Given instruction: Your task is to give the data again, exactly, with every line intact.

Dataset:
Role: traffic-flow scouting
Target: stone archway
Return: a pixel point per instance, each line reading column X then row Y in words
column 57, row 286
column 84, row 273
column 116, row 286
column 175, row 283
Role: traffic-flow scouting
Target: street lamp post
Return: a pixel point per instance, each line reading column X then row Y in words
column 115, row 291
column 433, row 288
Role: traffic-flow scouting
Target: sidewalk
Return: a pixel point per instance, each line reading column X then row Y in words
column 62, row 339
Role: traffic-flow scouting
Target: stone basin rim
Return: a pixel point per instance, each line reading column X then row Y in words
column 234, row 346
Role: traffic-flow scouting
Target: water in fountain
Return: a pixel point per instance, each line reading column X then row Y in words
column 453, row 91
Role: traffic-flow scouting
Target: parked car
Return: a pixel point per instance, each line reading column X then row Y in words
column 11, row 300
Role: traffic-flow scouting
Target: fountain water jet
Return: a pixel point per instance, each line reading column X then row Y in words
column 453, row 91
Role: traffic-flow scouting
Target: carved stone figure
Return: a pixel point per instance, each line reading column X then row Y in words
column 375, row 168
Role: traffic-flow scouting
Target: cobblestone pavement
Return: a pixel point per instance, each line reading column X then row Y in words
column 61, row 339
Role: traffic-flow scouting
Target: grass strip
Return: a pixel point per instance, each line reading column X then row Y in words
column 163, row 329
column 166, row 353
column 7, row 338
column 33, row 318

Final result:
Role: traffic-flow scouting
Target: stone archway
Return: a pixel point per instance, each line reading column X then row Y in words
column 57, row 286
column 84, row 273
column 116, row 286
column 175, row 283
Role: traffic-flow scouting
Target: street lamp post
Return: a pixel point per instance, each line reading column X then row Y in words
column 115, row 291
column 433, row 288
Role: traffic-flow scouting
Target: sidewalk
Return: a pixel point per instance, each line reading column X then row Y in words
column 62, row 339
Role: traffic-flow scouting
Target: stone basin rim
Return: a pixel point per instance, each line reading column X then row Y in words
column 234, row 346
Role: traffic-flow scouting
Target: water in fountain
Return: a pixel point per instance, each line reading column X then row Y in words
column 453, row 91
Role: traffic-flow scouting
Target: parked car
Return: a pixel point per instance, each line reading column X then row Y in words
column 11, row 300
Role: traffic-flow scouting
Target: fountain water jet
Return: a pixel point per instance, each line reading column X then row Y in words
column 453, row 91
Role: traffic-flow scouting
Target: carved stone figure
Return: a pixel point per instance, each line reading column X then row Y in words
column 375, row 168
Role: traffic-flow scouting
Target: cobblestone pavement
Return: a pixel point per instance, each line reading column X then row Y in words
column 61, row 339
Role: traffic-flow scouting
Target: grass strip
Return: a pixel point per instance, each line reading column X then row Y in words
column 163, row 329
column 166, row 353
column 7, row 338
column 33, row 318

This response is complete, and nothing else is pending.